** WORK TASK **
Exact copies of the lines below, from the one with "Mark the long" up to and including the one with "Where can you spot the yellow", are what this calls for; leave out pictures.

(Point localization data)
* * * * * * * * *

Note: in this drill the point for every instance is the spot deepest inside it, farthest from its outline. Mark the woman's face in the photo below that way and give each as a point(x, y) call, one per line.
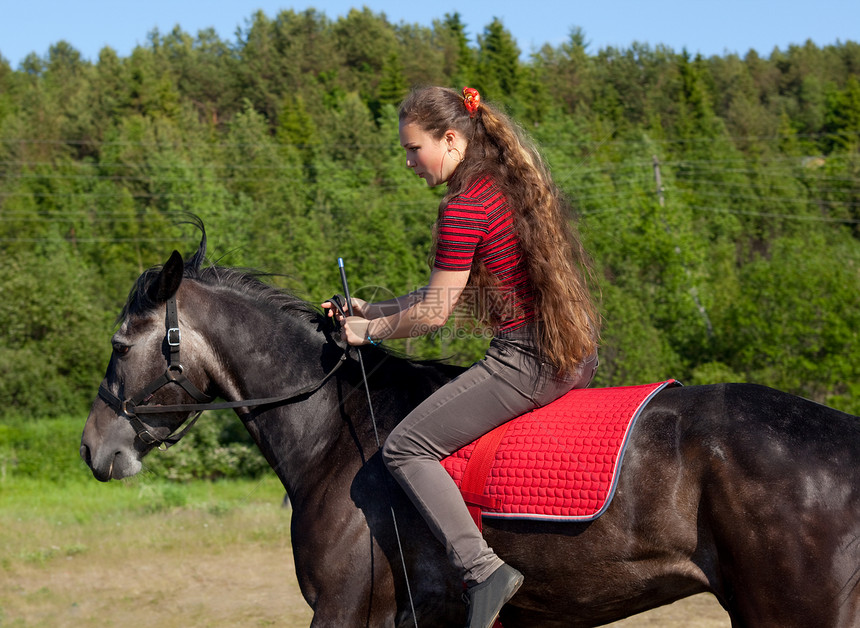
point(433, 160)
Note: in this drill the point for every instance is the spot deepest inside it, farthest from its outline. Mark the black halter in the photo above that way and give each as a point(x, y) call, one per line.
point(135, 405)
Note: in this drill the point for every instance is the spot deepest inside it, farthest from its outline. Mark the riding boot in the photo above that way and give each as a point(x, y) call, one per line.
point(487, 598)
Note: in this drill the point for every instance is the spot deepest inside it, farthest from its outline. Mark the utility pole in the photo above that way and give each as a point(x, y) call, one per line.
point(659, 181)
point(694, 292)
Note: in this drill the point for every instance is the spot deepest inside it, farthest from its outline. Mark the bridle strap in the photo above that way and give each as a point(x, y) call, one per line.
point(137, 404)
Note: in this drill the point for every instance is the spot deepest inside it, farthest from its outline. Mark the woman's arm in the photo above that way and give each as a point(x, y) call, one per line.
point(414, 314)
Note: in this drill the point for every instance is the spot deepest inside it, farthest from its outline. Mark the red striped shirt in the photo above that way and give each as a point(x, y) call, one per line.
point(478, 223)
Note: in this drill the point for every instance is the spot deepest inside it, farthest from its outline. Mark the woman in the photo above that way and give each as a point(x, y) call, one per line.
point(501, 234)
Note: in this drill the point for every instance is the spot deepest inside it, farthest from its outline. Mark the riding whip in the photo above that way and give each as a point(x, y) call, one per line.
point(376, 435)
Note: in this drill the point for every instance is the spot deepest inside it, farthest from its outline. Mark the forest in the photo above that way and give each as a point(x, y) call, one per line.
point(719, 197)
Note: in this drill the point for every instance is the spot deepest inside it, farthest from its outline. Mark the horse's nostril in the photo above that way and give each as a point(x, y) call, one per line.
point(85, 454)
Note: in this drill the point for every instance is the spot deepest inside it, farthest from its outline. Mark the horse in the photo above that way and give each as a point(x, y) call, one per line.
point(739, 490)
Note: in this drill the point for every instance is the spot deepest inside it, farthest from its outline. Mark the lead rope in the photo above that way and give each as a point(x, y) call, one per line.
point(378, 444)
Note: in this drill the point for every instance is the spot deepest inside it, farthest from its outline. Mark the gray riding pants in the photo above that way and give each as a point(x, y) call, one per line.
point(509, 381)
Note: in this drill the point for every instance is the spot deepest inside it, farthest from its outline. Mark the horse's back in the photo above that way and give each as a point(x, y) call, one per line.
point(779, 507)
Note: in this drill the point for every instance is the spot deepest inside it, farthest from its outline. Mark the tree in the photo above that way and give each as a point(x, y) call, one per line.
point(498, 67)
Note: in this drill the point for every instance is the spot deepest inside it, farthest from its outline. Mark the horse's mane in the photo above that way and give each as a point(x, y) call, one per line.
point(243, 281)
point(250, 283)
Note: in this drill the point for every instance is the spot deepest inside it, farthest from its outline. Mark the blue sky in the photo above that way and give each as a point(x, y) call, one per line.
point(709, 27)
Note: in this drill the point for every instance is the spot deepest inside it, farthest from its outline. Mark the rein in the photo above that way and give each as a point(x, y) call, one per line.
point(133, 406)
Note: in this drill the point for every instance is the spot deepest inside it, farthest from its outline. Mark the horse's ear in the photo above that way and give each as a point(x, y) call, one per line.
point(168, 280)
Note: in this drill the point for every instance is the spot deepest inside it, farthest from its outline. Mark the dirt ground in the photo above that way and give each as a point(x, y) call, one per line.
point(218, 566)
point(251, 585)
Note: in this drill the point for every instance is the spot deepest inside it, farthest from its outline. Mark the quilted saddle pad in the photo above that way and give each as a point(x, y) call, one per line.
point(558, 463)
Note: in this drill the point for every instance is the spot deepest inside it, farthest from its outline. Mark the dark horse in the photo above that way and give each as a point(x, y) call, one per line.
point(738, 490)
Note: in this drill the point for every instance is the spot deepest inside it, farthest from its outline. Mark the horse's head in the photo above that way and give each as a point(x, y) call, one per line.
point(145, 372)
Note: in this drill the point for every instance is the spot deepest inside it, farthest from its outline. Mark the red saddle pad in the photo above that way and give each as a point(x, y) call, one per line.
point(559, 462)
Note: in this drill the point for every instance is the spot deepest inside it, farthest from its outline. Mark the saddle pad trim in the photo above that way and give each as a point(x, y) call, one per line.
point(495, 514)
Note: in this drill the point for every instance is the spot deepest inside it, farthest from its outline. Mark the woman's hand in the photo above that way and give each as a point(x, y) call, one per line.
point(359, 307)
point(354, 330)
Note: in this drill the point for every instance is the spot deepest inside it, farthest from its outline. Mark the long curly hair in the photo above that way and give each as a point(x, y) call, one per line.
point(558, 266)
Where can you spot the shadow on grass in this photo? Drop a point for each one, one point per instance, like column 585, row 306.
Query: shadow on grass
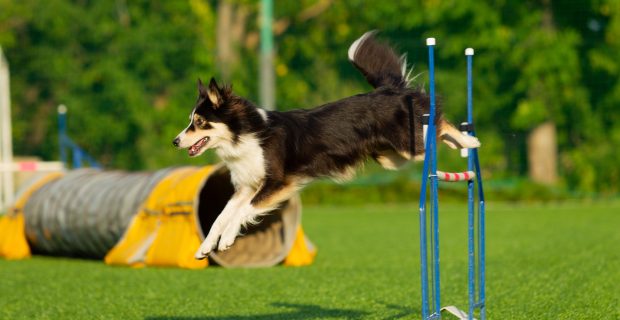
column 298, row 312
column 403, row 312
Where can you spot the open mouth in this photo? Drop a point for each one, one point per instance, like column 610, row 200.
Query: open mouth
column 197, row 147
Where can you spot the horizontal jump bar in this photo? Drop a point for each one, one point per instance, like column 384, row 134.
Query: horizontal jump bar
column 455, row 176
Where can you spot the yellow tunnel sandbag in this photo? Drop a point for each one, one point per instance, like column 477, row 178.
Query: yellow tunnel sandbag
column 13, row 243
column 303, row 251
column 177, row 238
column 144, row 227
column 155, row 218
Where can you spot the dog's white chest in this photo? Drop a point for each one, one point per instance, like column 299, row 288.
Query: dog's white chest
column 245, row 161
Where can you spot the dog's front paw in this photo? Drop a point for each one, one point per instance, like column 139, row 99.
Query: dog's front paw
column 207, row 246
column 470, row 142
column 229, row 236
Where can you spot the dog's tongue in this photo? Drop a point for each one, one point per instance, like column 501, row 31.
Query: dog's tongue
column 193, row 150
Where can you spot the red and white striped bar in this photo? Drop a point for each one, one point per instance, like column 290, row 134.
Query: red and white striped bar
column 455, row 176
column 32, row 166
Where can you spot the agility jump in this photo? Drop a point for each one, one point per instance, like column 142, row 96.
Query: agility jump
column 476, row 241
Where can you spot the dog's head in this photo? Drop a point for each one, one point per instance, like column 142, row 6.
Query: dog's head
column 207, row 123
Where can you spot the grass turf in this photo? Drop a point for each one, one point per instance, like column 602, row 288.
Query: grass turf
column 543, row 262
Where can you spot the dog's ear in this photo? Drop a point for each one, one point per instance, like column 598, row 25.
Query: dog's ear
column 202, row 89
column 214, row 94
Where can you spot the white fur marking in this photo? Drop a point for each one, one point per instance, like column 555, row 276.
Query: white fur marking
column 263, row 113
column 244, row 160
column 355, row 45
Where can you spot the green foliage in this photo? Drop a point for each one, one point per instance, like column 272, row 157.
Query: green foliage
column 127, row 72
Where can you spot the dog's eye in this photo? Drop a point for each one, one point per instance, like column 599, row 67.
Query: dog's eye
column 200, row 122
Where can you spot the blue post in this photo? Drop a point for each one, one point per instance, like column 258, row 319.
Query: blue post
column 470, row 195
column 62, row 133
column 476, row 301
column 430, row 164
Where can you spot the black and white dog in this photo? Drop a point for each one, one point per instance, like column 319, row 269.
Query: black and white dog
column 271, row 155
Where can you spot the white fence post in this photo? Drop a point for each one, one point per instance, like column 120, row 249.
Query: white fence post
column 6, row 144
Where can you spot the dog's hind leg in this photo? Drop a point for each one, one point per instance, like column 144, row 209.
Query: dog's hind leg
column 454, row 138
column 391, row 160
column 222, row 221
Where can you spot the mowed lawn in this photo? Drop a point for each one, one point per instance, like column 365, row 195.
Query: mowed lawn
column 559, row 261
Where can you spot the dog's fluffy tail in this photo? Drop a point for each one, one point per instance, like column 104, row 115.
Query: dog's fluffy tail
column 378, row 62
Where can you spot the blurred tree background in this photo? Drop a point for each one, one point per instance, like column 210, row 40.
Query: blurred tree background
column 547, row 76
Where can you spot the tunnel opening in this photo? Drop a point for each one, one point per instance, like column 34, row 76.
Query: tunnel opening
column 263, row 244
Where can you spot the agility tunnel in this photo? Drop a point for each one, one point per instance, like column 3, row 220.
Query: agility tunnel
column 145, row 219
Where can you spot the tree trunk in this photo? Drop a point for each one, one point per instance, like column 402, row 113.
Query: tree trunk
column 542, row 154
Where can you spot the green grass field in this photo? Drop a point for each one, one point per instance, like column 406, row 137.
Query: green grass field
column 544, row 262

* * * * * * * * *

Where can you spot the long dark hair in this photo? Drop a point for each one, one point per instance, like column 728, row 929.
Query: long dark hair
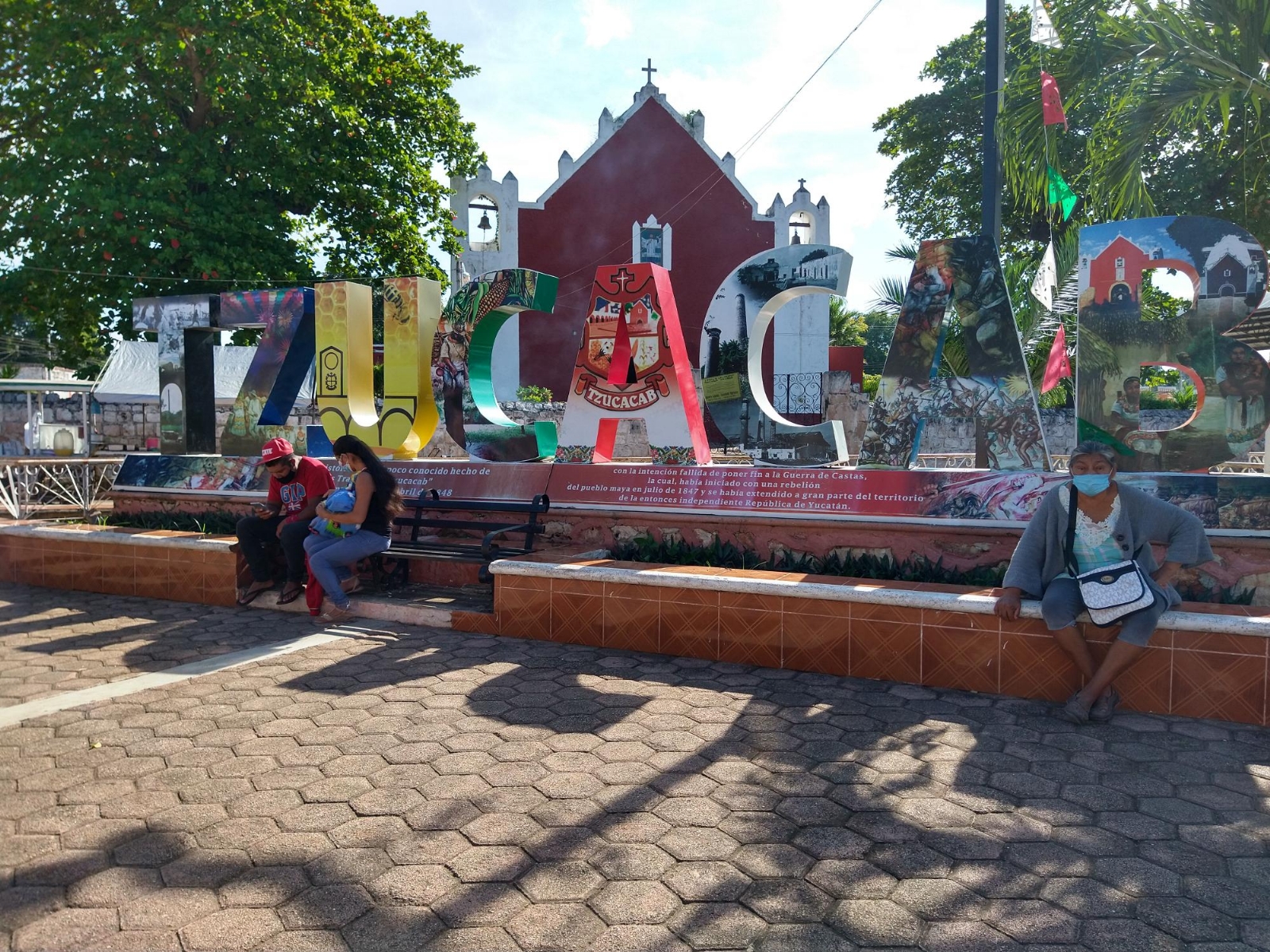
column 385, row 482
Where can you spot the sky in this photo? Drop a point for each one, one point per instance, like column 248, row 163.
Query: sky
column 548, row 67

* * * * * * * * *

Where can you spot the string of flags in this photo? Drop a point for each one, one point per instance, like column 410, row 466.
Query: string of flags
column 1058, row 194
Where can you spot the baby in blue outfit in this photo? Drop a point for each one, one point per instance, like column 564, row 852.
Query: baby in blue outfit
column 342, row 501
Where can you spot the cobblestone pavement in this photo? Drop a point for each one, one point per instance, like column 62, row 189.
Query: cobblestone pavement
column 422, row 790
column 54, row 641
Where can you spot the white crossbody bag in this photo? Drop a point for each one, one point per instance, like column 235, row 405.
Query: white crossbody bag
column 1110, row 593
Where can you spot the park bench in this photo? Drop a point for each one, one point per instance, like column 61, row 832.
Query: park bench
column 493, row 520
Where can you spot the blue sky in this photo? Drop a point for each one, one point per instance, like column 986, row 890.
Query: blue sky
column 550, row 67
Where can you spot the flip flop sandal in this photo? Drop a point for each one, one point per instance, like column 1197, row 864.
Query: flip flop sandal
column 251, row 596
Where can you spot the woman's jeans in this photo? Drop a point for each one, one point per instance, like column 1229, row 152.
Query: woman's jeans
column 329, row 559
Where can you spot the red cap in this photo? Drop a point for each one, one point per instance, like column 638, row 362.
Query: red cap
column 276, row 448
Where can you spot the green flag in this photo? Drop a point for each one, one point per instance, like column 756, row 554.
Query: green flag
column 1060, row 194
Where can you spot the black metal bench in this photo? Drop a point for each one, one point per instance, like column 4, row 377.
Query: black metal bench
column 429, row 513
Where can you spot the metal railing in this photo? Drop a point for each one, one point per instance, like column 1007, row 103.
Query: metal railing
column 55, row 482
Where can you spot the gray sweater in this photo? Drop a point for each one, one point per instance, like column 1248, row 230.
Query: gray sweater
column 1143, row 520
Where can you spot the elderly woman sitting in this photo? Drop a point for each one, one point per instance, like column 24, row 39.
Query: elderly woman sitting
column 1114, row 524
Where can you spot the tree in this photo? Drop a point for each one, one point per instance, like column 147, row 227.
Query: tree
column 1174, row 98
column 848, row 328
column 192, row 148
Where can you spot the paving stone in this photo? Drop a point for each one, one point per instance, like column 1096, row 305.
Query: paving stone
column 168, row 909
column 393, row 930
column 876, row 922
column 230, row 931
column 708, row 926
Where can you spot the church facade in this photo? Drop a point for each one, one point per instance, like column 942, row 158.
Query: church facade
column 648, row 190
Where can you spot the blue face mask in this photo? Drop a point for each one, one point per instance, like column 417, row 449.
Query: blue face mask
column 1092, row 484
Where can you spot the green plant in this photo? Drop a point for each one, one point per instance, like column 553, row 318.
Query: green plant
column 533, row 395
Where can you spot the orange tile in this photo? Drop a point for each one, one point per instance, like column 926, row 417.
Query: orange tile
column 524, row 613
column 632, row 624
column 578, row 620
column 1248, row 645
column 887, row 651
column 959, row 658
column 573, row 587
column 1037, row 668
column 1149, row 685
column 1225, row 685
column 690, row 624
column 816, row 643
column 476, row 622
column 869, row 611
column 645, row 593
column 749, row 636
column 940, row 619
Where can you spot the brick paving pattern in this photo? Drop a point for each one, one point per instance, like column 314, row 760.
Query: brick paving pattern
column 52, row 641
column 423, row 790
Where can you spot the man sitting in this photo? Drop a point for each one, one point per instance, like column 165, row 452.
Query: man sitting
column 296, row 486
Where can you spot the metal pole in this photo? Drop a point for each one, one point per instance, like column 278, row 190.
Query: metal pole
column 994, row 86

* * * * * * * * *

** TASK OUTPUT **
Note: in this drill the point for every instance is the spot deepest inside it, farthest from its outline. Mark the long curly hair in the photo above that way and give each as a point(x, y) call, one per line.
point(558, 266)
Where can you spot the shadow on grass in this photo? Drop a point for each one, one point per instance, like column 585, row 306.
Query: shadow on grass
column 298, row 312
column 403, row 312
Where can you spot the open mouth in this photo? Drop a point for each one, one point per instance, like column 610, row 200.
Query: open mouth
column 197, row 147
Where can you spot the horizontal jump bar in this photo? Drop a point for each one, one point per instance, like column 384, row 134.
Query: horizontal jump bar
column 455, row 176
Where can you spot the yellow tunnel sandbag in this photo? Drop a point for each one, one point per instance, like column 477, row 178.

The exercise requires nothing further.